Text passage
**********
Grants aim to assist lay leaders serving local Church
By John Shaughnessy
Hoping to ease financial concerns and stresses for lay leaders throughout the Church in central and southern Indiana, the archdiocese and Lilly Endowment, Inc. have teamed up to create the Ministerial Excellence Fund.
The archdiocese’s fund focuses on providing grants—up to $5,000 each—to youth ministers, business managers, pastoral associates, parish life coordinators, parish catechetical leaders, principals and assistant principals who are burdened with individual student debt or family-related medical expenses.
Applications for the grants will be accepted soon. Contributions to the fund are already being accepted. The archdiocese has to raise $100,000 in both 2017 and 2018—funds that will then be matched by Lilly Endowment.
The fund reflects the archdiocese’s commitment to helping and keeping its talented lay leaders in parishes and schools across central and southern Indiana, according to Matt Hayes, the manager of an archdiocesan project called Empowering Pastoral Leaders for Excellence in Parish Leadership and Management.
The Ministerial Excellence Fund is part of that overall project, which is being funded by a three-year grant from Lilly Endowment.
“There’s a recognition that pastoral leaders leave the ministry because they don’t have enough economic support,” Hayes says. “We want our pastoral leaders to stay. We don’t want an undue financial burden to cause them to leave.”
**********
Dataset excerpts
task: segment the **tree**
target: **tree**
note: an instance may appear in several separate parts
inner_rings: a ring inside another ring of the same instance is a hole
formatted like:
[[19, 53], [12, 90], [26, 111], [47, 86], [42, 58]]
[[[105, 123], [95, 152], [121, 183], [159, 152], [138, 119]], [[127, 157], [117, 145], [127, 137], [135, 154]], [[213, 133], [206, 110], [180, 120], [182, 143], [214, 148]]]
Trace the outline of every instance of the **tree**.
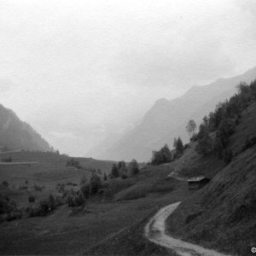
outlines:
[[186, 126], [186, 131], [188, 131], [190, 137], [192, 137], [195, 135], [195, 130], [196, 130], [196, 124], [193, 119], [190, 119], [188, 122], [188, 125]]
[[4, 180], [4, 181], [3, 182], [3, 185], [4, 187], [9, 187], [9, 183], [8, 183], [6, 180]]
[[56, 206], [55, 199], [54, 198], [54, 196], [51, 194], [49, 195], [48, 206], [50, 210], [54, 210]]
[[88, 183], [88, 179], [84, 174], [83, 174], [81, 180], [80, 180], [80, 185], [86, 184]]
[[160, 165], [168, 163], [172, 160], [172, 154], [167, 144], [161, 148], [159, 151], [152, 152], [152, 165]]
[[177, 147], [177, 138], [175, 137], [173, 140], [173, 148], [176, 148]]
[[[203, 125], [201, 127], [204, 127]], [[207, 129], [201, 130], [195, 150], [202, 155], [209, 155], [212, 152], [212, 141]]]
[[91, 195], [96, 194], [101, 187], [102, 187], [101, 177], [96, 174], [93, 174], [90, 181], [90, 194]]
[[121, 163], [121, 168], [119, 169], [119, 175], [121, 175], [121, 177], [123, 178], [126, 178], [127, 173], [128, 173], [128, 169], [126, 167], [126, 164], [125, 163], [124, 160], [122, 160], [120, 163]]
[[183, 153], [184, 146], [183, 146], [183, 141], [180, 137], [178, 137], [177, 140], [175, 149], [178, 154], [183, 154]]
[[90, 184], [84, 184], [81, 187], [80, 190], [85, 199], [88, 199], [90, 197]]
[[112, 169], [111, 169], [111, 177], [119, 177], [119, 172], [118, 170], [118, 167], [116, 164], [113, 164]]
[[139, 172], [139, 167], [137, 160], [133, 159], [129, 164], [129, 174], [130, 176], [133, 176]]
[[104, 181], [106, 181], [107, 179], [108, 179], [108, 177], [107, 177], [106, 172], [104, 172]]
**********
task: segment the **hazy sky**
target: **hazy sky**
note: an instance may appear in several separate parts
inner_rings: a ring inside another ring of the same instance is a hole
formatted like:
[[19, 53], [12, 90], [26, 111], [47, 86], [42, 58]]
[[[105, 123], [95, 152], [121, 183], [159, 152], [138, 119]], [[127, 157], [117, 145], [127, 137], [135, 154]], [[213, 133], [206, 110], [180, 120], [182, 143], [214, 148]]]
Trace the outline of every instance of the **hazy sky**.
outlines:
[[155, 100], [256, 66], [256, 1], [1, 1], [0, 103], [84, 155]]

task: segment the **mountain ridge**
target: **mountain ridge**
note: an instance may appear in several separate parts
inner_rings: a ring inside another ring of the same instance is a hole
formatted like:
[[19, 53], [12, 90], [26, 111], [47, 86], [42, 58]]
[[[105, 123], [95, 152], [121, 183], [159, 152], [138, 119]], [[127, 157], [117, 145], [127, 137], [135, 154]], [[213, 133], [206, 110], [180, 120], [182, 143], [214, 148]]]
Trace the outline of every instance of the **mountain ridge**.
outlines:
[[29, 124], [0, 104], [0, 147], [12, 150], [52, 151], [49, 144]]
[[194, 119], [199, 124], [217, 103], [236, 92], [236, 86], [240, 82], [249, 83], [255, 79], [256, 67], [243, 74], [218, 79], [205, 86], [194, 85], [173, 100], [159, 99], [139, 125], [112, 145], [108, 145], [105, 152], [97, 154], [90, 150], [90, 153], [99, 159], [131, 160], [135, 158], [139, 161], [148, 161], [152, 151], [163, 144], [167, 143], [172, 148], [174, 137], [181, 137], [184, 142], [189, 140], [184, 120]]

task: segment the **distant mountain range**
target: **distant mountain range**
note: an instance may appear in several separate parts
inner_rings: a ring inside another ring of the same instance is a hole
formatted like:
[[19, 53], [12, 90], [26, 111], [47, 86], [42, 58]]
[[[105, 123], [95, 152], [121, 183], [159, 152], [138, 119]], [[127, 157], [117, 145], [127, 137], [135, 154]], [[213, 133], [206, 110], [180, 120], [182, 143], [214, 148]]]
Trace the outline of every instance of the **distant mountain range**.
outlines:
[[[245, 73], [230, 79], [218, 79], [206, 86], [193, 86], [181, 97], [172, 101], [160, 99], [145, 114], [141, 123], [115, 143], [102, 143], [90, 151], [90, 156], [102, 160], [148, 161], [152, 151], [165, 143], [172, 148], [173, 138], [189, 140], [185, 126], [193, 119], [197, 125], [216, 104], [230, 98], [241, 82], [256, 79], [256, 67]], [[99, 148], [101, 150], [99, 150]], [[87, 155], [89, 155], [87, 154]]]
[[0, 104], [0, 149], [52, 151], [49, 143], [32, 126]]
**********
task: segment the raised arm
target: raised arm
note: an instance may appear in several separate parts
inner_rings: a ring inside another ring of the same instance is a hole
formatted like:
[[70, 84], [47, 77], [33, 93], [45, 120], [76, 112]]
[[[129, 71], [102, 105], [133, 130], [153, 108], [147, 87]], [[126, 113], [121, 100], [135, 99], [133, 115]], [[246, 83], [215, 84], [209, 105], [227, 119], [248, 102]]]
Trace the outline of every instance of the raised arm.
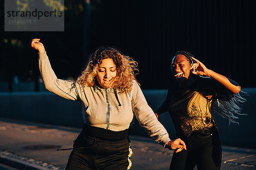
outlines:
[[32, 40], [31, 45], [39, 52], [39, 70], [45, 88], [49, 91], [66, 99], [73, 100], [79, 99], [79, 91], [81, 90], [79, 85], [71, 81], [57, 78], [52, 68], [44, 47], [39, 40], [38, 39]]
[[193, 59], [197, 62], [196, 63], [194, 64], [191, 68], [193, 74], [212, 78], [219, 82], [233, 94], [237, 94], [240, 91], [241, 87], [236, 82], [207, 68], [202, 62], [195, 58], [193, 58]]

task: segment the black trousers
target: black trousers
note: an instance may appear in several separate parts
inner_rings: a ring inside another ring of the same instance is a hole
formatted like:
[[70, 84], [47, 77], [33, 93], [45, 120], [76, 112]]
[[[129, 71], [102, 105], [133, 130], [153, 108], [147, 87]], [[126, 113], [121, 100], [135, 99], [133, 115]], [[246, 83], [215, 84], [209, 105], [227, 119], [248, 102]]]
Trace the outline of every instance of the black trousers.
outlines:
**********
Explore the material
1. For the article on the Ministerial Excellence Fund, decide whether each statement agrees with it. Answer yes or no and quote the deciding words. (a) Each grant can be as large as $5,000. (b) The fund will not take contributions until applications open. (c) The overall archdiocesan project is financed by a five-year grant.
2. Using the article on the Ministerial Excellence Fund, answer these questions:
(a) Who manages the archdiocesan project of which the fund is part?
(b) How much must the archdiocese raise in each of 2017 and 2018?
(c) What two kinds of financial burden does the fund address?
3. Rewrite the stretch of the article on the Ministerial Excellence Fund from "Applications for the" through "by Lilly Endowment.", putting "Donations" in place of "Contributions".

List of solutions
1.
(a) Yes: "providing grants—up to $5,000 each—"
(b) No: "Contributions to the fund are already being accepted."
(c) No: "which is being funded by a three-year grant from Lilly Endowment"

2.
(a) Matt Hayes
(b) $100,000
(c) Individual student debt and family-related medical expenses

3.
Applications for the grants will be accepted soon. Donations to the fund are already being accepted. The archdiocese has to raise $100,000 in both 2017 and 2018—funds that will then be matched by Lilly Endowment.